─── Passage extrait
Dans son Commentaire d’investissement intitulé «Trop gros pour ne pas faire faillite», le directeur de Wegelin&Co fustige la courte vue de certains acteurs du marchés.

(…) Lorsque des axiomes ou quasi-axiomes sont remis en cause, lorsque des questions de finalité se posent et que de très nombreux paramètres évoluent d’une manière «inédite», il ne faut pas s’étonner si l’un des baromètres de tendance les plus en vue, à savoir la bourse, tangue et roule comme un bateau sans quille ni gouvernail et dont les voiles se seraient déchirées. La désorientation que les marchés des actions montrent depuis quelques mois a mis bon nombre d’opérateurs à rude épreuve; et de leur côté, les commentateurs redoublent d’explications surinterprétées à propos d’événements confinant à l’insignifiance.
──────
• Consigne: Pourriez-vous poursuivre le passage sur la désorientation des marchés des actions, à la suite de sa dernière phrase ?
─── Lignes
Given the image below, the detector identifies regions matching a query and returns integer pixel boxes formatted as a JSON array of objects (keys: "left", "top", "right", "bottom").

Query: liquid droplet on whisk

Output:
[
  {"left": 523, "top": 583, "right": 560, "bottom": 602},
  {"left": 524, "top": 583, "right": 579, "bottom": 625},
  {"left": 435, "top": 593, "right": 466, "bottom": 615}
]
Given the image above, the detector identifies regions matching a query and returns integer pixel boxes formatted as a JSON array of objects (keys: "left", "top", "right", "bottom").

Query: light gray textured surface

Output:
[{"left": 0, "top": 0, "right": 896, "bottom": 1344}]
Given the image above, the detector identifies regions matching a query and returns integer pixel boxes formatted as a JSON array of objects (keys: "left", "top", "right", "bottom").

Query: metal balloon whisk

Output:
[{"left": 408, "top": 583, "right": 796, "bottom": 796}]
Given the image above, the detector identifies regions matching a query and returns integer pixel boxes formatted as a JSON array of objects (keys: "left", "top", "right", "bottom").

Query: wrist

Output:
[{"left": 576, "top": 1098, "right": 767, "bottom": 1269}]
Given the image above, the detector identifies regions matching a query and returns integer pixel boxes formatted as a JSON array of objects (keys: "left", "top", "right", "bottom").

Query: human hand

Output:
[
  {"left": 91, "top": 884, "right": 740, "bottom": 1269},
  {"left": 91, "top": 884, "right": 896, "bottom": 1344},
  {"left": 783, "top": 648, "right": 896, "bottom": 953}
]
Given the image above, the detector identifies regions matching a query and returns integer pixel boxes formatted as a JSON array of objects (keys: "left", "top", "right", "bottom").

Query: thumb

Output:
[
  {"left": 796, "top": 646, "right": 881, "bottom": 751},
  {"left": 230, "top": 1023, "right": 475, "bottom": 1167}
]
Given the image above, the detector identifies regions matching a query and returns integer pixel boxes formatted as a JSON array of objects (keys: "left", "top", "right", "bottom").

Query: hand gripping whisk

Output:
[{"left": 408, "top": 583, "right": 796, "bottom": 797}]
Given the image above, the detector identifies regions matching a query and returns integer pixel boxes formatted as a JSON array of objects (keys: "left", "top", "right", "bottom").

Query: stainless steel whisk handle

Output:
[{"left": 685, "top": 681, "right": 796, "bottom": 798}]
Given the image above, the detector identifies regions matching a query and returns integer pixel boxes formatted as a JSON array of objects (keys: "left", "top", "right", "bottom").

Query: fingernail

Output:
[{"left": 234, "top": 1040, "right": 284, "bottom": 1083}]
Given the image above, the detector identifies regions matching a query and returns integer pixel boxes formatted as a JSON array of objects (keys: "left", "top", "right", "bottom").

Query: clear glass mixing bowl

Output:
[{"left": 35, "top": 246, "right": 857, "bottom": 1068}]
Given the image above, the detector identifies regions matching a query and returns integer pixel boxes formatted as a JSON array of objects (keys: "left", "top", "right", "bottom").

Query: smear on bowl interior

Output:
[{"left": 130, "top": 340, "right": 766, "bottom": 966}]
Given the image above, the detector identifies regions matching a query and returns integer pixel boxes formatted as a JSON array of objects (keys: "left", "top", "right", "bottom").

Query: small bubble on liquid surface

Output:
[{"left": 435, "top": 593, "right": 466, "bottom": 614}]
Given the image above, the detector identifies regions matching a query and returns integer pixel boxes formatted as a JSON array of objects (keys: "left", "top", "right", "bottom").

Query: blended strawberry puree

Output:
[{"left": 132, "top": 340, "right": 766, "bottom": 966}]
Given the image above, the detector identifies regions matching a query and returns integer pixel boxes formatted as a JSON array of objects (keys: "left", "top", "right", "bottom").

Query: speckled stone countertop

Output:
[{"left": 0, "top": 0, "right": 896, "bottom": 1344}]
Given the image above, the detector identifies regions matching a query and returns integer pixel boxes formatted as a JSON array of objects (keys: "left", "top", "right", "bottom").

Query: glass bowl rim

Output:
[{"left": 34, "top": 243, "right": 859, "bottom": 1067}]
──────
• Résultat attendu:
Les statistiques soi-disant si mauvaises en provenance des Etats-Unis en sont la dernière illustration. Bien sûr qu’il y a énormément de choses négatives à dire sur l’économie américaine, qu’il s’agisse de la persistance d’un chômage élevé, du non-assainissement de la situation sur le marché immobilier ou encore du creusement exorbitant de l’endettement public. Mais en l’occurrence, il n’y a là rien de très nouveau. Si quelques indicateurs, dont la variation trimestrielle du PIB par exemple, voient maintenant leur progression s’essouffler légèrement après s’être rapidement propulsés hors de la récession de 2008- 2009 (ce qui était parfaitement prévisible pour l’observateur objectif) et que ce simple fait suffit à provoquer la crainte d’un plongeon dans une nouvelle récession, c’est le signe d’une nervosité exacerbée. Double dip, «double creux» en français: tel est le mot d’ordre depuis quelques semaines. Mais la fébrilité est mauvaise conseillère; quiconque prétend déceler les retournements de tendance dans la deuxième dérivée pourrait bien se retrouver très souvent abusé par les fluctuations naturelles et l’oscillation des statistiques.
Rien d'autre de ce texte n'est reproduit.